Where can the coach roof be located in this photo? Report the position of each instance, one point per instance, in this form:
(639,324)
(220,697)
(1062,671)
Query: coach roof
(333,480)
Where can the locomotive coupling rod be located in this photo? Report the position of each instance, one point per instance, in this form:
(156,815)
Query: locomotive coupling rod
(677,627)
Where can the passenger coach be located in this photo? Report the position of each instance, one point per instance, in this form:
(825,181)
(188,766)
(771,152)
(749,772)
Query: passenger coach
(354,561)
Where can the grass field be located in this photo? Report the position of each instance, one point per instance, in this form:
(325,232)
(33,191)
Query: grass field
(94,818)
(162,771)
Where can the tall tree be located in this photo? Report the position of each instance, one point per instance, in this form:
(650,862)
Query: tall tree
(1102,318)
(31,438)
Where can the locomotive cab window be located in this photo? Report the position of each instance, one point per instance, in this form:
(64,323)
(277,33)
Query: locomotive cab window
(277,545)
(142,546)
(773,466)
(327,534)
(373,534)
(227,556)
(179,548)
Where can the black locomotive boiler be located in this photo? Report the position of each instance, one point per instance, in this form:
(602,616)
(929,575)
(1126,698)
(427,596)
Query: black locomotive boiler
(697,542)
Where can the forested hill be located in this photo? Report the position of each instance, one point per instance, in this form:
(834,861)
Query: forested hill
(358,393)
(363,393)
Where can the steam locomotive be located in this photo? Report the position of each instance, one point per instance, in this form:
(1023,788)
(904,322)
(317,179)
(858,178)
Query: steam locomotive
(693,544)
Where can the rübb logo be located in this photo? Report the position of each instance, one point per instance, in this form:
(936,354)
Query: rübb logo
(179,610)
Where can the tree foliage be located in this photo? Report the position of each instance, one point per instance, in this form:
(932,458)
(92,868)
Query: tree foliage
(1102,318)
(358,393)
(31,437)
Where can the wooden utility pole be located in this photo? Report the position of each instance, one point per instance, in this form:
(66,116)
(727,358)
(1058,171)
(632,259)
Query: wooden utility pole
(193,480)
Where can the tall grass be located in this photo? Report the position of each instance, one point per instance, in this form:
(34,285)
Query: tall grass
· · · · · · ·
▶ **Work required**
Only the data above, repeated exactly, should make up the reply.

▶ **Result below**
Where can the coach roof be located in this photo? Report the position of each instance, one point per instance, in this form:
(639,324)
(220,697)
(1062,671)
Query: coach roof
(333,480)
Where can the locomotive coupling rod be located in this photo? Report the position of each instance, one point per instance, in this form:
(156,815)
Query: locomotive coupling rod
(677,627)
Where can the passenger coach be located in this photo? Report the position of each instance, one point per instance, in this form:
(825,181)
(188,766)
(771,152)
(749,772)
Query: passenger coach
(354,561)
Where can the grass field be located in this photo? Report the position of each instance, one point per instance, in this form:
(325,232)
(33,191)
Query: grass field
(94,818)
(162,771)
Where can the tall tree be located in this photo? Report the position of each instance, one point per instance, in this form:
(650,862)
Query: tall tree
(1102,318)
(31,438)
Where can the locomotive cab window be located in this photo? Report the position of each instance, one point per instance, in this form:
(64,323)
(277,33)
Query: locomotive cab window
(277,545)
(142,546)
(773,466)
(327,534)
(373,534)
(227,556)
(179,548)
Where can the black locomotive boiler be located in this photo? Report the position of each instance, one point per instance, in this form:
(602,616)
(929,575)
(1126,698)
(427,596)
Query: black locomotive boiler
(697,542)
Where can the forested hill be located in this photo? Report the position of each instance, one point per instance, in this form:
(834,861)
Query: forested hill
(358,393)
(363,393)
Where can the steam locomotive be located in this photo? Report the position of each instance, one point per instance, in this form:
(1023,788)
(904,322)
(317,179)
(858,178)
Query: steam locomotive
(693,544)
Where can the rübb logo be located in this photo? Report the position of each instance, one point per instance, in this form:
(936,354)
Query: rübb logo
(179,610)
Where can the tree foliage be located in this photo? Report the position of each instance, one point per instance, in this form:
(932,458)
(92,868)
Query: tree foliage
(1102,318)
(358,393)
(31,437)
Where can the wooden utility pole be located in this photo? Report the position of each instance, one point per instance, in this form:
(66,116)
(727,358)
(1058,171)
(632,259)
Query: wooden utility pole
(193,480)
Where can the tall grass be located in this photo? Report the position of each instance, one point per instance, in this form:
(34,285)
Query: tall grass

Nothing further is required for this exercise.